Copy out all of the data exactly as it appears.

[Begin]

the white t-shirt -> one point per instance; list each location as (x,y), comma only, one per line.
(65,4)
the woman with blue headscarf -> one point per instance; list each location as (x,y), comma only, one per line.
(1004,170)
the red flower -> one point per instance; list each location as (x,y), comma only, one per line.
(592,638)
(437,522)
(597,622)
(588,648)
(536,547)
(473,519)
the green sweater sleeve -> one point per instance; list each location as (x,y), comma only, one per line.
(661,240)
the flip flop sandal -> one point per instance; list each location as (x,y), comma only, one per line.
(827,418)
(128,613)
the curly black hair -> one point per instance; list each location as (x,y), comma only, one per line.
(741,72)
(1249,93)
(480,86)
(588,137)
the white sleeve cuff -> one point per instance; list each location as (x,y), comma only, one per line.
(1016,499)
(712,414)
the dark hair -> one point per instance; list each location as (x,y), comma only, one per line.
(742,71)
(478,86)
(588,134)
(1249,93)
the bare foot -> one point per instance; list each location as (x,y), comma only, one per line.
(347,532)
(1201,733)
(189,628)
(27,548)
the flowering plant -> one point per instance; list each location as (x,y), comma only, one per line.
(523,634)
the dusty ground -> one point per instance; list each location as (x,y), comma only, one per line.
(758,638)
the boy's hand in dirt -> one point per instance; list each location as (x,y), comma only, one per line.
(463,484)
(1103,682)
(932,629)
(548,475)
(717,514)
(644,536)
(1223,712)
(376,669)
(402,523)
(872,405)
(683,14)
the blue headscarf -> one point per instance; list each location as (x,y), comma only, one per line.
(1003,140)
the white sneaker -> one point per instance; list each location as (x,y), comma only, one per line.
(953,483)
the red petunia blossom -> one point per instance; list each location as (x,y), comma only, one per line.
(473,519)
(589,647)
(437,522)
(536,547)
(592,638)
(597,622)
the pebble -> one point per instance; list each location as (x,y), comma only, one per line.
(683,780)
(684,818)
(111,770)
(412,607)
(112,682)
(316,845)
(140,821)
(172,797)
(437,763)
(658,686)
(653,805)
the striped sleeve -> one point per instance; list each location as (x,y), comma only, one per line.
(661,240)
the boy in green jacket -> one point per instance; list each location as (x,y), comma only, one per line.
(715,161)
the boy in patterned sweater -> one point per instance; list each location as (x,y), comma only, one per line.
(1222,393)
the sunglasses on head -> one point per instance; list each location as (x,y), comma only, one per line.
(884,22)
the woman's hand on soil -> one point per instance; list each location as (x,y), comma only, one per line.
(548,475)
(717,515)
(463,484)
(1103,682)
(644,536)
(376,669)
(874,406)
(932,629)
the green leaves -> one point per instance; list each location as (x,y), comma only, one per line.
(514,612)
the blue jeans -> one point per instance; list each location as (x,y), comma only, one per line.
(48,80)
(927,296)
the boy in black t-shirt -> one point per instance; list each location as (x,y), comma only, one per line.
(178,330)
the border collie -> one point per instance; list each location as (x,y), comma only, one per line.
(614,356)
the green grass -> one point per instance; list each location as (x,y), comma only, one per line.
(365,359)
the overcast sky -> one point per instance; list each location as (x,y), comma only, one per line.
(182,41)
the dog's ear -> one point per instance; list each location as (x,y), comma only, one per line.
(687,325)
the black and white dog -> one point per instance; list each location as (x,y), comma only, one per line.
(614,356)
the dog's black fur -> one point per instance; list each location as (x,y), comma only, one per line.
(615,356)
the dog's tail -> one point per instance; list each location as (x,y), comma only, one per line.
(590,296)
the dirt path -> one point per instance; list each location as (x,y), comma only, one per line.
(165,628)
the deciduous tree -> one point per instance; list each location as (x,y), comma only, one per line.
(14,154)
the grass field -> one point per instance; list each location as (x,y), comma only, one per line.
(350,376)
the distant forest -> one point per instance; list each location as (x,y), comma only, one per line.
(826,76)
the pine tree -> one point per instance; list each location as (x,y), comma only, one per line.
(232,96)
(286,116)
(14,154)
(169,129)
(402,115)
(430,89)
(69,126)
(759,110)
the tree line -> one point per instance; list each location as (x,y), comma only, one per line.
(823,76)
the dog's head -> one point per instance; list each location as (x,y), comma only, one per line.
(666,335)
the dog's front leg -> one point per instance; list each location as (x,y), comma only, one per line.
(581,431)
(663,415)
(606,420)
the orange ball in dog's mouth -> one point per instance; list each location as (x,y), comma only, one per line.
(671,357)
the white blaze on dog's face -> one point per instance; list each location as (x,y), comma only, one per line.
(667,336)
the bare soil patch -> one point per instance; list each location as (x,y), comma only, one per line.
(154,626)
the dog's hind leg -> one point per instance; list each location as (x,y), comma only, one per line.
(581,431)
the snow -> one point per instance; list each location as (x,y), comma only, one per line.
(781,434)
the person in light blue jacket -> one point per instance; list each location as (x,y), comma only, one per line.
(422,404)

[End]

= RESPONSE =
the white t-shirt -> one point per instance; list each location as (x,y), comma only, one per line.
(65,4)
the woman with blue headscarf -> one point per instance; list each location as (x,y), comma only, one per line.
(1004,170)
the red flower -> one point per instance; list each location as (x,y), comma only, one per line.
(592,638)
(437,522)
(597,622)
(588,648)
(536,547)
(473,519)
the green sweater sleeve -> one point per instance; list each location as (x,y), comma only, one per line.
(661,240)
the flip flop sandal -> one point per instance; list each location as (x,y), comma only, one per line.
(827,418)
(128,613)
the curly black hair -> one point per instance; list each location as (x,y), comma only, one per line.
(741,72)
(1249,93)
(480,86)
(588,137)
the white sleeve cuff -> one point per instance; list each location as (x,y), comma only, one per line.
(1016,499)
(712,414)
the dark hair -> one point per instance; list each location as (x,y), comma only, one per line.
(742,71)
(478,86)
(588,134)
(1249,93)
the bare foot -> one point per instance; list each location as (x,y), comma only, one per line.
(347,532)
(1201,733)
(189,628)
(27,548)
the flowering plant -> one point per instance; list each location as (x,y), comma only, one per line.
(523,634)
the dusty ground -> one point per instance; list each location as (x,y), comma only, one per line.
(758,638)
the boy's hand in dirt -> one point per instance; list each location as (x,y), comma only, one per line.
(463,484)
(1103,682)
(932,629)
(548,475)
(717,514)
(644,536)
(1223,712)
(376,669)
(402,523)
(872,405)
(683,14)
the blue headscarf -> one point per instance; list each location as (x,y), comma only, one per line.
(1003,140)
the white sneaker -> one point per instance; list each location as (x,y), comma only, one per line.
(953,483)
the red petunia blossom -> one point per instance; list each location as (x,y), comma only, one per line.
(473,519)
(589,647)
(437,522)
(536,547)
(592,638)
(597,622)
the pebble -> one point per instance; list each location as (x,y), comma only, one per line.
(683,780)
(684,818)
(111,770)
(412,607)
(112,682)
(316,845)
(140,821)
(172,797)
(437,763)
(658,686)
(653,805)
the striped sleeve -> one point per instance; list each location as (x,y), comma only, one per line.
(661,240)
the boy in green jacket -> one point per instance; list each location as (x,y), comma only, one per line.
(715,161)
the boy in patterned sweater -> one point per instance; list each location as (x,y), comma only, one per line.
(1222,393)
the sunglasses on head -> one point per instance; list each location as (x,y), comma only, one per line.
(884,22)
the woman's hand on soil -> one point per instance; list each location as (x,y), comma only, one per line.
(548,475)
(717,515)
(463,484)
(1103,682)
(644,536)
(376,669)
(874,406)
(932,629)
the green leaves -> one point per instance; list each location as (x,y), comma only, one per line.
(514,612)
the blue jeans -> one point per instance; list each location as (x,y), comma only, one per line.
(48,80)
(927,296)
the boy in black t-shirt -> one point per instance; list each location as (x,y), comma only, one per line.
(178,330)
the border collie -> one point per instance; list each location as (x,y), comma only, one per line.
(614,356)
the green grass -> one point per instance; list each location as (x,y), comma only, one per line.
(365,359)
the overcast sky -> one point per instance; list each location as (x,y), comma only, one per line.
(182,41)
the dog's ear -> one point per instance; list each location as (x,y), comma only, one per line.
(687,325)
the black and white dog -> one point per instance; list each location as (x,y), comma only, one per line.
(614,356)
the dog's black fur -> one point per instance; list each location as (x,y), comma only, one per line.
(615,356)
the dog's tail -> one point per instance; list each location as (x,y), comma only, one per line.
(590,296)
the dirt path -> one point per instance; list each location as (x,y), comma only, one per line.
(165,628)
the deciduous tree -> one point per instance; list each location as (x,y), comma only, one per line.
(14,154)
the grass field -> one point per instance; list each location as (x,y), comma only, one per line.
(350,376)
the distant forest -> one point per instance; list each location as (x,y), comma only, one per line.
(826,76)
the pine tree -> one point per instance; list each location as (x,y), comma only, one per line.
(232,96)
(286,116)
(14,154)
(169,129)
(402,115)
(430,89)
(69,126)
(759,110)
the tree line -> one point per instance; list each location as (x,y), comma only, one per line.
(823,76)
the dog's head -> one point per instance; list each location as (x,y), comma only, one per line.
(666,335)
the dog's front leg -> one point per instance; list each location as (x,y), comma only, one per line.
(581,431)
(663,415)
(606,420)
the orange ball in dog's mouth -> one point per instance; list each location as (x,y), comma only, one per line.
(671,357)
the white blaze on dog's face -> one point per instance; list each location as (x,y), comma only, one per line.
(667,336)
the bare soil patch -> one point per instance; list each location as (x,y), comma only, one per line.
(154,626)
the dog's hind leg -> one point per instance; list each location as (x,y), comma only, one per line.
(581,431)
the snow -> one point per instance; list each location as (x,y), comma only, one per line.
(781,434)
the person in light blue jacket -> one point per instance; list each location as (x,y), comma only, one per line.
(422,404)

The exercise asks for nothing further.